We have been reading Darwin's book on the "Origin of Species" just now. . . . [I]t will have a great effect in the scientific world, causing a thorough and open discussion of a question about which people have hitherto felt timid. So the world gets on step by step towards brave clearness and honesty! But to me the Development theory and all other explanations of processes by which things come to be, produce a feeble impression compared with the mystery that lies under the processes.

—George Eliot, letter to Mme Eugene Bodichyon, December 5, 1859

In this essay I focus on two quite different post-Darwinian models of human change in English literature, with a special emphasis on representations of the "conversion experience." The differences between them are both historically significant and relevant to the study of narrative and cognition, bearing as they [End Page 1] do on at least two controversial issues: the role of narrative in human understanding and the nature of narrative events.

To frame this essay I start with two textual moments in 1900 that encapsulate these two models of change. The first is from an essay titled "The Concept of Change" by Arthur Ernest Davies in which he declares that the progress of human change over time is "a gradual self-unfolding in which the self becomes progressively more conscious" (511). There is much late nineteenth-century orthodoxy packed into these few words, as I discuss below. The second moment is actually a matter of nanoseconds when Jim jumps from the Patna in Lord Jim.

_Directives_
• 1. Rewrite as a short list the paragraph of the excerpt on models of human change that begins "To frame this essay," keeping its main facts.
• 2. Name every person mentioned in the excerpt on models of human change, fictional characters included.
• 3. Carry on the excerpt on models of human change from its last sentence.
The data after the excerpt on models of human change plays no role here.

_Given information_
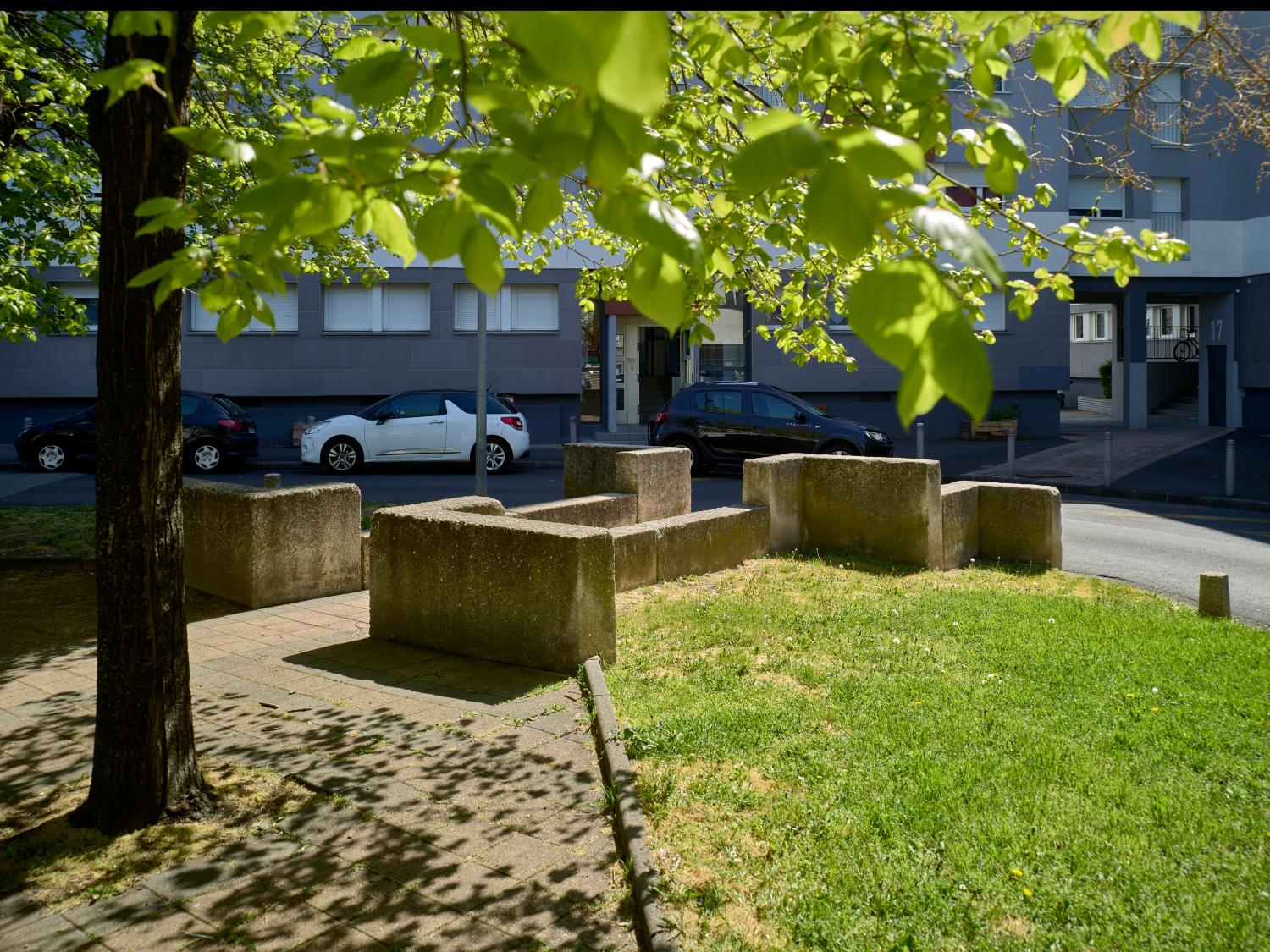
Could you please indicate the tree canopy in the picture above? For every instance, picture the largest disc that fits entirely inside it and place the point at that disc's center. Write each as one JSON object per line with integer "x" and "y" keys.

_Answer set_
• 1.
- The essay is framed by two moments in texts from 1900 that capture two models of change.
- The first comes from Arthur Ernest Davies's essay "The Concept of Change." It calls human change over time "a gradual self-unfolding in which the self becomes progressively more conscious" (511), a phrase that holds much late nineteenth-century orthodoxy.
- The second is the split second in Lord Jim when Jim jumps from the Patna.

• 2. Darwin, George Eliot, Mme Eugene Bodichyon, Arthur Ernest Davies, Jim

• 3.
"I knew nothing about it till I looked up," he explained hastily. And that's possible, too. . . . It had happened somehow. It would never happen again. He had landed partly on somebody and fallen across a thwart. He . . . saw vaguely the ship he had deserted uprising above him, with the red side-light glowing large in the rain like a fire on the brow of a hill seen through a mist. "She seemed higher than a wall; she loomed like a cliff over the boat. . . . I wish I could die," he cried. "There was no going back. It was as if I had jumped into a well—into an everlasting deep hole."

(Conrad 1900/1968: 68)

Conrad's calculated stress is on an event so sudden that you cannot even see it happen. As Jim puts it, "I had jumped . . . it seems" (68). The reader is not given any rendering of the jump itself. One moment Jim is on the ship, the next he is in the boat. One moment Jim is one kind of a person, the next he is another kind of a person, with no way of scaling the cliff back to the person he was. These two textual moments by Davies and Conrad represent the poles of discourse on human change that I am ad-dressing: the one, a late nineteenth-century bromide; the other, an atavistic modernist topos. I argue that both models reflect not only the impact of the Darwinian model of change but also the effort to accommodate its deep resistance to modes of narrative representation. Their formal differences, however, reflect significantly different views of causality.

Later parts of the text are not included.